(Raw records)

——

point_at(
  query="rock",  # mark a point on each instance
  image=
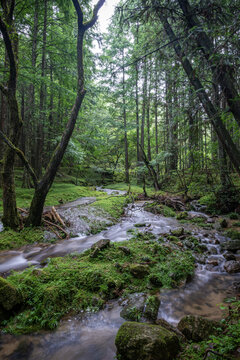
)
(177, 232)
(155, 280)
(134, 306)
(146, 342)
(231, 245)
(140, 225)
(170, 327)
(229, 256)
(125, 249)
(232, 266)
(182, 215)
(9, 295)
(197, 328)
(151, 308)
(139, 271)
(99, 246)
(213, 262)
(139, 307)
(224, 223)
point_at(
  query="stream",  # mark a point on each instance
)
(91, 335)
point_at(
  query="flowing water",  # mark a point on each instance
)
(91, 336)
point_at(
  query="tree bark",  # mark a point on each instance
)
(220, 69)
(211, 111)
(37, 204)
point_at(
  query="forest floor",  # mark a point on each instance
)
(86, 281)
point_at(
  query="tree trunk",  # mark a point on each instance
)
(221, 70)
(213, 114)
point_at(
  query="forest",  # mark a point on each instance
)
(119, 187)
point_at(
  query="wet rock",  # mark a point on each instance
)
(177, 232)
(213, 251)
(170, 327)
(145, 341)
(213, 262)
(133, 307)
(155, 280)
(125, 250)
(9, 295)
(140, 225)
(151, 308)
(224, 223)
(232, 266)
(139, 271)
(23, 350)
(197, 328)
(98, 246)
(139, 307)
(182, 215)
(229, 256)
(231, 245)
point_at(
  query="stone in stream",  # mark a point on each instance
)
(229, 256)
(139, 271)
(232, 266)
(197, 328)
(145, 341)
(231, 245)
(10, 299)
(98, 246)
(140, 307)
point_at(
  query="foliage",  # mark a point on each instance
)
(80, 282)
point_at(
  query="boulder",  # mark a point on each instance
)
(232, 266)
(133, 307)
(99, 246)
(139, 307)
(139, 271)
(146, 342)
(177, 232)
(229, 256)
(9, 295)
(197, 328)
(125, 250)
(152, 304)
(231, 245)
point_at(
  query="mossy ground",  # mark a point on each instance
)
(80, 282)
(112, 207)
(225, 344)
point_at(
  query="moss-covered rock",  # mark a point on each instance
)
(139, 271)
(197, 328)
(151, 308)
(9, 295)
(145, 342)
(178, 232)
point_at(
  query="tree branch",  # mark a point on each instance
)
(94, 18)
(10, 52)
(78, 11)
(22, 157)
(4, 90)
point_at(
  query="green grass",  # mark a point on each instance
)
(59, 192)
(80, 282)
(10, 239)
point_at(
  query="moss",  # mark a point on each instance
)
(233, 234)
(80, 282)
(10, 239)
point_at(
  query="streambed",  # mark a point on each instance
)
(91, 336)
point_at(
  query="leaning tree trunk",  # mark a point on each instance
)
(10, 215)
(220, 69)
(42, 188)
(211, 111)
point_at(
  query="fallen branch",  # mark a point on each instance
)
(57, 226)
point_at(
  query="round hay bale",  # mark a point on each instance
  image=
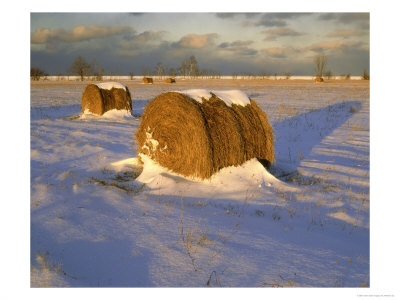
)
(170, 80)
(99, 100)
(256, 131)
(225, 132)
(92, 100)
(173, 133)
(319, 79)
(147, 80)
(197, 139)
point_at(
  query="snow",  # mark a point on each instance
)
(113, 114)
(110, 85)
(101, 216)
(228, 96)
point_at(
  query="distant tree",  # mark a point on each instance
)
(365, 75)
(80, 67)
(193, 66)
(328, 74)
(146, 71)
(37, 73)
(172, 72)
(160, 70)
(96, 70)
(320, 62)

——

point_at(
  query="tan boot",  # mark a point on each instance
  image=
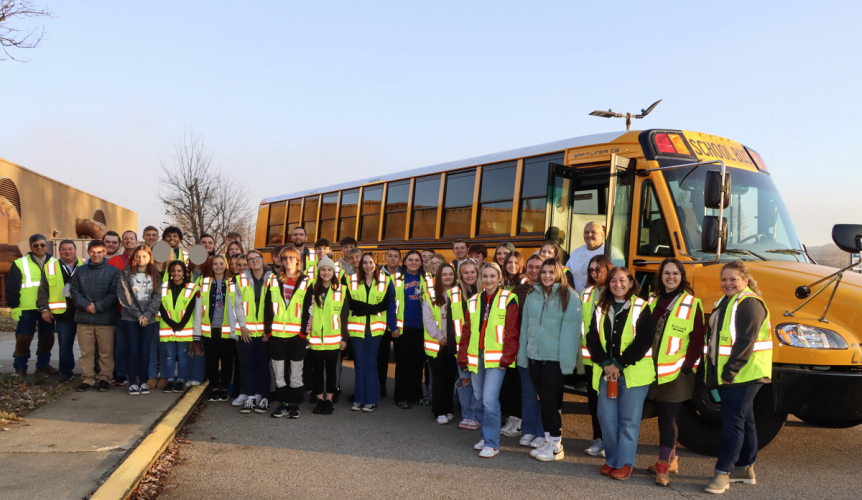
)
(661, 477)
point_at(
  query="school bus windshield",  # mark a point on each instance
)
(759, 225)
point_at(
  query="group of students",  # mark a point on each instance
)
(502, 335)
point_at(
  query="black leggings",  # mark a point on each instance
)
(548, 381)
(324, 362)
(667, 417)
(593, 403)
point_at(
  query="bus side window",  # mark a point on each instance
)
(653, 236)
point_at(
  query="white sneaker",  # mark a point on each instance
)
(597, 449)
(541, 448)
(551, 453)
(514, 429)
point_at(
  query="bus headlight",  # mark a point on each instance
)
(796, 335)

——

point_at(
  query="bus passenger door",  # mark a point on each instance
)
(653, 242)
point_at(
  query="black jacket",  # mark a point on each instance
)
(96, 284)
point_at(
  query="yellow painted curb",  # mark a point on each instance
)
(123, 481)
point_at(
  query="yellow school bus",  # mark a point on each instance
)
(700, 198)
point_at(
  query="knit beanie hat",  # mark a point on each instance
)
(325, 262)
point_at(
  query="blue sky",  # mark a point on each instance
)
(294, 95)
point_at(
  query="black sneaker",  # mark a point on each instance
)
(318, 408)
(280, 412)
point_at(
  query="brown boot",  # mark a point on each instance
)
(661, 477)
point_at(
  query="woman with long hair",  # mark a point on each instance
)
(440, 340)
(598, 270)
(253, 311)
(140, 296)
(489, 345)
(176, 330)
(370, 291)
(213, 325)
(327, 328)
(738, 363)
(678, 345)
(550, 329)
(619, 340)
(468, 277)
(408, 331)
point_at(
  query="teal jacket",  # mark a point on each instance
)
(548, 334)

——

> **INSTRUCTION**: Pull out every line in the raw records that contains the word "trunk".

> **ANSWER**:
  query="tree trunk",  # mark a point on each instance
  query="leaning tree trunk",  # mark a point on each instance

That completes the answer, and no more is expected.